• Page excerpt:
Sardar Jainuddin (Bengali: সরদার জৈনুদ্দিন; 1 March 1918 – 22 November 1986) was a Bangladeshi novelist. He was awarded the Bangla Academy Literary Award in 1967. In 1994, he was posthumously honoured with the Ekushey Padak.

==Early life==
Sardar Jayenuddin was born in 1918 in the village of Kamarhat, part of the Najirganj Union in Sujanagar Upazila, which is located in the Pabna District of what is now Bangladesh. He was born into the esteemed 'Sardar family' in a region that was under the British Empire's colonial administration as part of the Bengal Presidency during the year of his birth.

In 1939, Sardar Jayenuddin completed his Matriculation examination at Kholilpur High School. Subsequently, he pursued further studies and achieved an equivalent of a higher secondary education at Govt. Edward College, Pabna.

==Career==
- 1941-47: British Indian Army, during Second World War, as an active military person. He left the job on 31-10-47 (released) and came to his own country East Pakistan. He tried to do some business with the money he got from the service, but it did not work.
- 1948: Manager Mukul, a journal for the youth (Kishore Potrika)
- 1948-51: As assistant in the advertisement section of the Daily Pakistan Observer
- 1949: Publisher and Manager Chandrabindu a fortnightly published paper
- 1950: Publisher and Manager of a monthly paper Mukti
- 1951-55: Manager, advertisement section, Daily Sangbad
- 1955-56: Editor "Shaheen" and "Sitara" two fortnightly published paper for children and youth
- 1956-57: Director, printer and publisher of an English literature paper "The Republic", published quarterly (every three months)
- 1958: Manager, advertisement section, The Daily Ittafaq
- 1959: Deputy general manager, The Daily Ittehad
- 1959: General secretary of Titas Publication Society (Titas Prokashony Sangstha)
- 1960: Inspector, Eastern Federal Insurance Company.
- 1961-64: Assistant publication officer, Bangla Academy
- 1964: Research officer, National Book Centre of Pakistan
- 1966: Assistant director, National Book Centre of Pakistan
- 1972-78: Director, Jatiyo Grantho Kendro (former National Book Center of Pakistan was converted to Jatio Grantho Kendro after Independence of Bangladesh)

• Dataset excerpts:
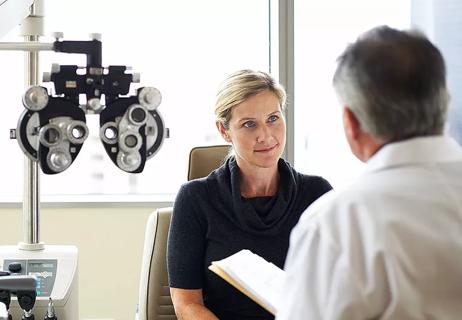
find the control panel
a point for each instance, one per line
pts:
(43, 269)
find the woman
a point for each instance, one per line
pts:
(251, 202)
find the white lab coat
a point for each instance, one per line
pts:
(387, 247)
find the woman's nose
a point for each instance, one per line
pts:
(263, 133)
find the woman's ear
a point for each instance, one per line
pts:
(223, 131)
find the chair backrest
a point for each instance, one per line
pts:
(154, 296)
(203, 160)
(154, 301)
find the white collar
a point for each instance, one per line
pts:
(414, 151)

• Task A:
In the Sardar Jainuddin biography, which school did he finish his Matriculation examination at in 1939?
• Task B:
Copy the Sardar Jainuddin biography word for word, everything from "- 1948: Manager" down to "Federal Insurance Company.".
• Task C:
Write what comes next in the Sardar Jainuddin biography, starting after its last line.

• Response box A:
Kholilpur High School

• Response box B:
- 1948: Manager Mukul, a journal for the youth (Kishore Potrika)
- 1948-51: As assistant in the advertisement section of the Daily Pakistan Observer
- 1949: Publisher and Manager Chandrabindu a fortnightly published paper
- 1950: Publisher and Manager of a monthly paper Mukti
- 1951-55: Manager, advertisement section, Daily Sangbad
- 1955-56: Editor "Shaheen" and "Sitara" two fortnightly published paper for children and youth
- 1956-57: Director, printer and publisher of an English literature paper "The Republic", published quarterly (every three months)
- 1958: Manager, advertisement section, The Daily Ittafaq
- 1959: Deputy general manager, The Daily Ittehad
- 1959: General secretary of Titas Publication Society (Titas Prokashony Sangstha)
- 1960: Inspector, Eastern Federal Insurance Company.

• Response box C:
- 1978-80: Senior specialist Textbook Board (till retirement)

==Works==
===Novels===
- Adiganta (1958)
- Pannamoti (1965)
- Neel Rong Rokto (1965)
- Onek Surger Asha (1967)
- Begum Shefali Mirza (1968)
- Shrimoti Ka o Kha Ebong Shriman Taleb Ali (1973)
- Bidhosto Roder Dheu (1975)
- Kodom Alider Bari (1989)

===Short story collections===
- Nayan Dhuli – 7 stories (1952)
- Birkonthir Biye – 12 stories (1955)
- Khorossrot – 11 stories (1956)
- Oshtoprohor – 14 stories (1971)
- Bela Banarjeer Prem – 10 stories (1973)
- Matir Kachakachi – 10 stories (2010)
- Children-Youth Literature
- Obak Obhijan (1964)
- Ulta Rajar Deshe (1970)
- Tukur Bhugal Path (1979)
- Amra Tomader Bhulbo Na (1981)

===Poetry===
- Sadar Jainuddin er Chara – 56 poems (1990)

===Translation===
- Folk Tales of Asia – Part IV (Asiar Lok Kahini, Choturtha Vag), Translated in Bengali from English version, (1990)

===Samagra===
- Golpo Samagra (2006)
- Kishore Samagra (2010)

==Awards==
- Adamjee Literature Award (Adamjee Sahitya Puroskar), 1968
- Bangla Academy Award, 1968
- Silver Medal, Frankfurt International Book Fair, 1974–75
- Bank Award – Children Literature (Bank Puroskar Shishu Sahitya), 1981
- Agrani Bank Award – Children Literature (Agrani Bank Puroskar- Shishu Shahitya) – 1982
- Ekushey Padak (Posthumous), 1994.
- He was also awarded "Tamghaye Imtiaz" award in early 1971 by the then Pakistan Government. But he refused the award in support of the non-cooperation movement called by Bangabandhu Sheikh Mujibur Rahman in March 1971.

== Personal life ==
Jayenuddin's son, Zia Ahmed, was a major general in Bangladesh Army and former chairman of Bangladesh Telecommunication Regulatory Commission.